• Extract provided:
[start]
Indeed, the decree gave rise to a remarkable intergovernmental dispute as the Department of Justice (DOJ), which has concurrent jurisdiction over antitrust matters, took the unprecedented step of filing its own papers before Judge Koh and asked that she go easy on the remedy stage of the case in the event that she found antitrust violations.(fn10) The DOJ's filing provoked a fierce response from the FTC and its defenders, who branded the request as "untimely" and claimed that it "misconstrues applicable law and the record"(fn11) in what has to rank as one of the most profound public disagreements on antitrust policy between the FTC and DOJ.

Clearly the stakes in this decision are extraordinarily high both for its impact on Qualcomm and the 5G market, as well as for the future shape of antitrust law in the United States and across the globe. In light of the case's significance, it is important to review this decision in some detail, taking care to examine it using the proper conceptual framework for antitrust analysis. Antitrust law is a complex body of law that looks at a bewildering set of business practices, some benign and some not, in order to ferret out and stop various strategies of monopolization. The motivation for this approach is easy to spot.
[end]
• Material supplied:
[start]
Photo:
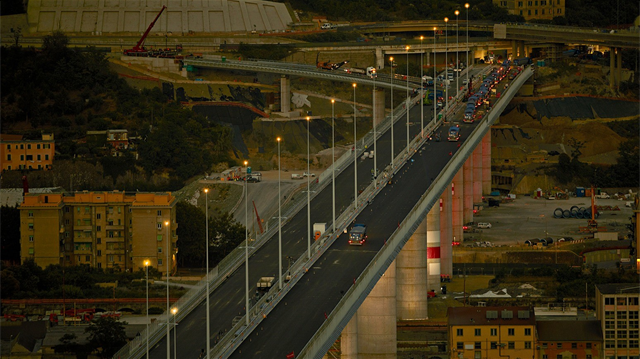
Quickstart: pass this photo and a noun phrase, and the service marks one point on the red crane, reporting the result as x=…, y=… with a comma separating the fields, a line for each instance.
x=139, y=49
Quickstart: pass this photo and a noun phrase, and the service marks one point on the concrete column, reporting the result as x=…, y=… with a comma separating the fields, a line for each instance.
x=612, y=67
x=619, y=68
x=456, y=218
x=486, y=163
x=377, y=319
x=378, y=103
x=411, y=276
x=285, y=94
x=446, y=230
x=433, y=248
x=477, y=174
x=467, y=208
x=349, y=339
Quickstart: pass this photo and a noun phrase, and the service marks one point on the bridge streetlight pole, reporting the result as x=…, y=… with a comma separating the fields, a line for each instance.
x=355, y=151
x=279, y=222
x=446, y=67
x=206, y=248
x=246, y=242
x=391, y=80
x=457, y=51
x=467, y=7
x=421, y=88
x=333, y=161
x=308, y=193
x=408, y=99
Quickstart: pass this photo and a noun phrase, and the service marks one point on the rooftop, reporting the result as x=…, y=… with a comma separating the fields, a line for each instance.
x=619, y=288
x=569, y=330
x=491, y=316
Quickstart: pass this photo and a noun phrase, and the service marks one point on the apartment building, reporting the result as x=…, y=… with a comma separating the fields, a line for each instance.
x=17, y=153
x=569, y=339
x=617, y=310
x=102, y=229
x=491, y=332
x=534, y=9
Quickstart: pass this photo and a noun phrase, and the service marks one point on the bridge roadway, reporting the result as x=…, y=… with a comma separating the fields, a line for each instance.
x=316, y=295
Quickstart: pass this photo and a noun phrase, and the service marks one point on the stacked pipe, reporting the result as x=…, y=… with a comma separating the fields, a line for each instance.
x=574, y=212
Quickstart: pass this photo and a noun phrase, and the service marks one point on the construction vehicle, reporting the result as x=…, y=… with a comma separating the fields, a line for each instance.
x=141, y=51
x=329, y=65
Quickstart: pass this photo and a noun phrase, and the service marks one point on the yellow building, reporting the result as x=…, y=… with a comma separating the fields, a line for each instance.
x=102, y=229
x=17, y=153
x=533, y=9
x=492, y=332
x=617, y=307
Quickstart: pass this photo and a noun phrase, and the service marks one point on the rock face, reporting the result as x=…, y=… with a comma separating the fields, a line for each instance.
x=181, y=16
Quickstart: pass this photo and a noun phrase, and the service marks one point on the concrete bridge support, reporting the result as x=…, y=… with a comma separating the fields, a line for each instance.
x=456, y=218
x=486, y=163
x=467, y=206
x=411, y=276
x=378, y=104
x=446, y=231
x=285, y=94
x=477, y=174
x=433, y=248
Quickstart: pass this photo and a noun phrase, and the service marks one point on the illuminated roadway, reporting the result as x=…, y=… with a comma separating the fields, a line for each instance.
x=294, y=321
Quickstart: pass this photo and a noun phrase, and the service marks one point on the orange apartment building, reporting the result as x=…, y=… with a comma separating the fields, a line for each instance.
x=102, y=229
x=534, y=9
x=617, y=309
x=19, y=154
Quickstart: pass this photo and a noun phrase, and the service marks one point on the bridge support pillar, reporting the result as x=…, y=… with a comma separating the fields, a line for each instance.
x=486, y=163
x=477, y=174
x=378, y=104
x=433, y=248
x=456, y=218
x=446, y=229
x=349, y=340
x=411, y=276
x=285, y=94
x=467, y=208
x=377, y=319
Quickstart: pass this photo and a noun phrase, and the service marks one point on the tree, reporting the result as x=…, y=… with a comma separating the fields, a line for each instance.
x=106, y=335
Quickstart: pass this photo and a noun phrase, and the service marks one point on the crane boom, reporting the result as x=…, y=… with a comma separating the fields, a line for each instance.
x=140, y=45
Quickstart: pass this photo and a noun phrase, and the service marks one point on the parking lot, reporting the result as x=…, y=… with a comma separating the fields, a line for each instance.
x=526, y=218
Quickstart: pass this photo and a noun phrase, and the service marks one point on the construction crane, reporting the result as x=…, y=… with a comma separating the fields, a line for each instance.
x=139, y=49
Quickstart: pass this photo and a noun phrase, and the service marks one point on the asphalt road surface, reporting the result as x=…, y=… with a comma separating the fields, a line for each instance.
x=294, y=321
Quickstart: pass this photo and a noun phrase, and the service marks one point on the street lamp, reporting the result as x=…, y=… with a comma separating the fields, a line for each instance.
x=467, y=7
x=355, y=152
x=446, y=68
x=246, y=241
x=457, y=51
x=206, y=248
x=391, y=80
x=421, y=89
x=308, y=193
x=174, y=311
x=279, y=222
x=166, y=223
x=147, y=263
x=333, y=160
x=408, y=98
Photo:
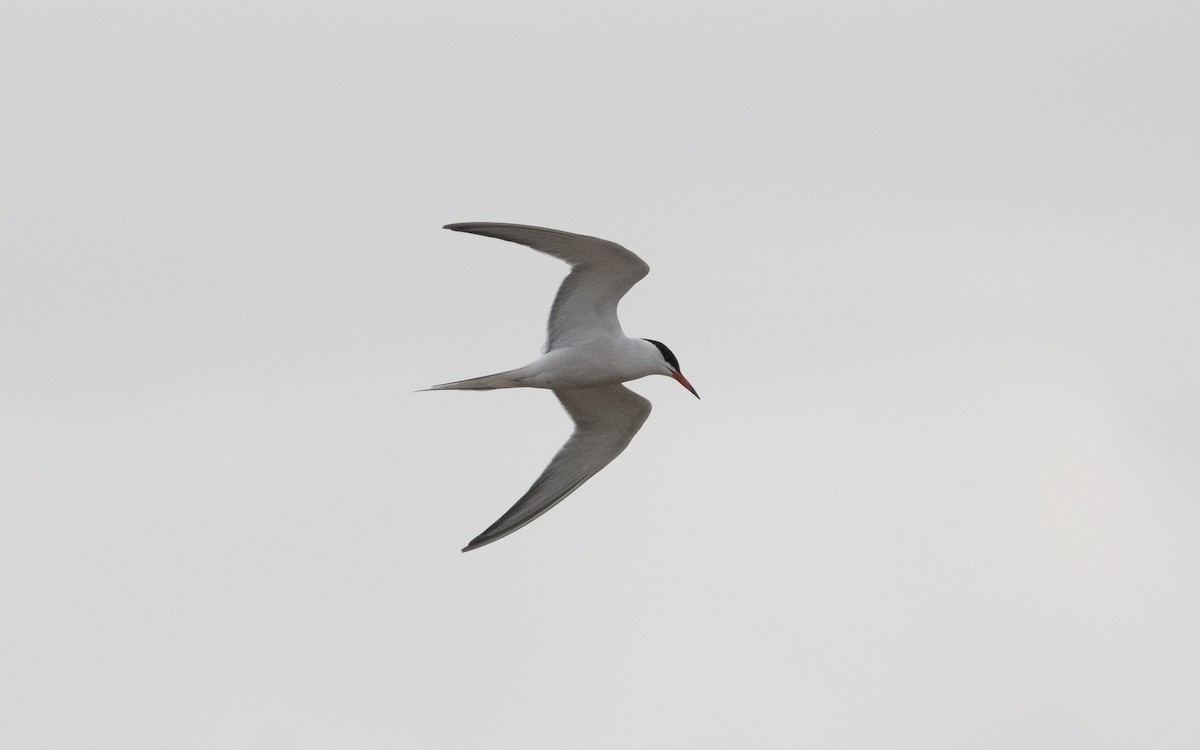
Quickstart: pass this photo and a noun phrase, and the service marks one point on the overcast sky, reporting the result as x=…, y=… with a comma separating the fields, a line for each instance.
x=933, y=267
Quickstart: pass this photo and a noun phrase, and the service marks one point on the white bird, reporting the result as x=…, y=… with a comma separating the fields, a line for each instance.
x=586, y=359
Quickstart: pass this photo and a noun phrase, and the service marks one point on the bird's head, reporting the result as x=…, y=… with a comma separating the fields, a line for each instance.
x=671, y=365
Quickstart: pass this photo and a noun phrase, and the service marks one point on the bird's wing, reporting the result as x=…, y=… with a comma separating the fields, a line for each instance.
x=601, y=273
x=606, y=419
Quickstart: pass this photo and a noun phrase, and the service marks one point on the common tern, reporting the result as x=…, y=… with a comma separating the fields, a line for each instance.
x=586, y=359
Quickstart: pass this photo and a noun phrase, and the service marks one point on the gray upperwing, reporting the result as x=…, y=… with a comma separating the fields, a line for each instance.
x=601, y=274
x=606, y=419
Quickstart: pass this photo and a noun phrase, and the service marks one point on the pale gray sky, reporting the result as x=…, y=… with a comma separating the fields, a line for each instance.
x=934, y=269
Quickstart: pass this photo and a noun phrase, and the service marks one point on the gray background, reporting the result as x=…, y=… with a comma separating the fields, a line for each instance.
x=933, y=268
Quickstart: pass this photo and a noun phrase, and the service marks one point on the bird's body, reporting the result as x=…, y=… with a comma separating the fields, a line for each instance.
x=586, y=359
x=601, y=361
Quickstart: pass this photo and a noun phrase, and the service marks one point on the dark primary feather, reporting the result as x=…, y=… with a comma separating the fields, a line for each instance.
x=606, y=419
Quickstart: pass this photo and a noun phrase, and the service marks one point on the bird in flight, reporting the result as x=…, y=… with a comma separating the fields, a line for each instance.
x=586, y=359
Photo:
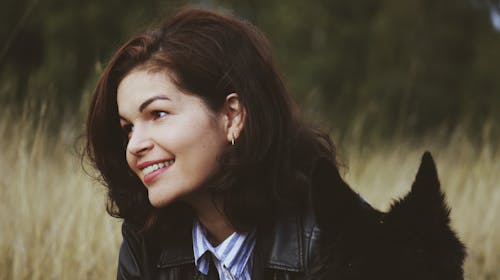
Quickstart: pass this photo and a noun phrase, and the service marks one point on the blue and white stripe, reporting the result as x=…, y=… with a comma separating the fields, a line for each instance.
x=232, y=257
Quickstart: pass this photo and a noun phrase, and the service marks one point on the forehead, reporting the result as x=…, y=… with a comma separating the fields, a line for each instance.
x=140, y=85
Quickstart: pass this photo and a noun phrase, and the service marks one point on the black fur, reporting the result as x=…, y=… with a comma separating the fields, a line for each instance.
x=413, y=240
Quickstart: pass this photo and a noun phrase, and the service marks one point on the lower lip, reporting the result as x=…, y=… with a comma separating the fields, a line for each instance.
x=148, y=179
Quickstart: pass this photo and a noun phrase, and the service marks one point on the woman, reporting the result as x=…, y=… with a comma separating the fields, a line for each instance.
x=205, y=158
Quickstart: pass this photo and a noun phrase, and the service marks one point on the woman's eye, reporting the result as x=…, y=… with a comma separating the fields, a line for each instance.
x=159, y=114
x=127, y=129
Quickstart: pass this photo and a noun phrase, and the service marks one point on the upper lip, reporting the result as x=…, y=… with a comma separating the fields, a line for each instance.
x=145, y=164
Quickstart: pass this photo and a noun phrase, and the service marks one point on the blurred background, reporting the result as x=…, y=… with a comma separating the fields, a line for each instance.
x=387, y=79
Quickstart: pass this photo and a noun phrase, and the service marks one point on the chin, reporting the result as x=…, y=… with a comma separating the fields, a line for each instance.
x=157, y=201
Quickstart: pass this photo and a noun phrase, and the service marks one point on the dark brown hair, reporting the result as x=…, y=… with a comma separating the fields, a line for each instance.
x=211, y=55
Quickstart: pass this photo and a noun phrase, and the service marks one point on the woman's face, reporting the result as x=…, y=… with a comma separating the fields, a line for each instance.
x=174, y=138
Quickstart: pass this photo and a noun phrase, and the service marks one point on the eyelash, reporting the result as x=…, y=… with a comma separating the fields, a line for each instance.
x=157, y=114
x=129, y=128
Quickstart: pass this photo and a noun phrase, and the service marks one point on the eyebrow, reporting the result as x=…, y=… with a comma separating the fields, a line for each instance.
x=151, y=100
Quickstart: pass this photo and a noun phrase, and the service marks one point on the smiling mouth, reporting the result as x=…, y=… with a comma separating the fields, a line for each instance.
x=152, y=168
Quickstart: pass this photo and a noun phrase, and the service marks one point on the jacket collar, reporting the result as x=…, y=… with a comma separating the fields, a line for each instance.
x=280, y=247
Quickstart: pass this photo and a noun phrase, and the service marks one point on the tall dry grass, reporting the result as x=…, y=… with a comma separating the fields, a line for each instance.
x=53, y=224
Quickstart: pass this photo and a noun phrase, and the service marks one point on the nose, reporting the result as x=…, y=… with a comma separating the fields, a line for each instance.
x=139, y=142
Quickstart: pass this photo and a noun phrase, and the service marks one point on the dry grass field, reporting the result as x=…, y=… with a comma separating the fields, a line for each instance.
x=53, y=224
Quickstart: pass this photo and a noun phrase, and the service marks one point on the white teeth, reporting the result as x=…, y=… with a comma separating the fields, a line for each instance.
x=156, y=166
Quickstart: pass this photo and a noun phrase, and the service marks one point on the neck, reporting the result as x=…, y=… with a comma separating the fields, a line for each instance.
x=209, y=213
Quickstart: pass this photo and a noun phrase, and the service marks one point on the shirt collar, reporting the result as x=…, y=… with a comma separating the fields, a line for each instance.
x=233, y=253
x=284, y=255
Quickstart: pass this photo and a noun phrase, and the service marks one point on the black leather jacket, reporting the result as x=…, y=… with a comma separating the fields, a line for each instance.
x=289, y=250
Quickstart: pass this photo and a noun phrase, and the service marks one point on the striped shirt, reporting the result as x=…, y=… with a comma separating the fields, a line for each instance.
x=232, y=257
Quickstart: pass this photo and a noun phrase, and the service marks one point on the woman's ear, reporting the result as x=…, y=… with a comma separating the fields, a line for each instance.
x=235, y=114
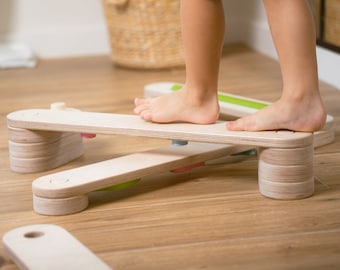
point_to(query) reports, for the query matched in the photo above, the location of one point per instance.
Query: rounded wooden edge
(22, 135)
(44, 149)
(287, 156)
(324, 137)
(61, 206)
(285, 174)
(286, 191)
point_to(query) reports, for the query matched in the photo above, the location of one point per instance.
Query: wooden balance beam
(285, 158)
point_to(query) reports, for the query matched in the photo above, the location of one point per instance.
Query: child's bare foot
(179, 106)
(299, 115)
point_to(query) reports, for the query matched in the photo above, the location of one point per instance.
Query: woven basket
(144, 33)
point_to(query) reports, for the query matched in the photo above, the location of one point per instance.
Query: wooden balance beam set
(44, 139)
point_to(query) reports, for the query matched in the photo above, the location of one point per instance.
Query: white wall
(62, 28)
(247, 23)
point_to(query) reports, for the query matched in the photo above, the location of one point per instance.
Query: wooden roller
(274, 141)
(47, 246)
(239, 106)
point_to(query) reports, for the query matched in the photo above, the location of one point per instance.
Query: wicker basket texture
(144, 33)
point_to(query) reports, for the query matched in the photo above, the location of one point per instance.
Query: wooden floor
(212, 217)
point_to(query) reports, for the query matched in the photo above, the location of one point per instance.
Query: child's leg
(203, 33)
(300, 107)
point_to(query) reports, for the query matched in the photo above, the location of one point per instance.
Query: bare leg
(203, 32)
(300, 107)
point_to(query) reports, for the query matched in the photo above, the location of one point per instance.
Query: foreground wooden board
[end]
• Requirement: Reproduce the part of the passage on the Qualcomm antitrust case that opens with the words "Indeed, the decree" and closes with "FTC and DOJ.", altering "unprecedented" to "unusual".

• Output for this task:
Indeed, the decree gave rise to a remarkable intergovernmental dispute as the Department of Justice (DOJ), which has concurrent jurisdiction over antitrust matters, took the unusual step of filing its own papers before Judge Koh and asked that she go easy on the remedy stage of the case in the event that she found antitrust violations.(fn10) The DOJ's filing provoked a fierce response from the FTC and its defenders, who branded the request as "untimely" and claimed that it "misconstrues applicable law and the record"(fn11) in what has to rank as one of the most profound public disagreements on antitrust policy between the FTC and DOJ.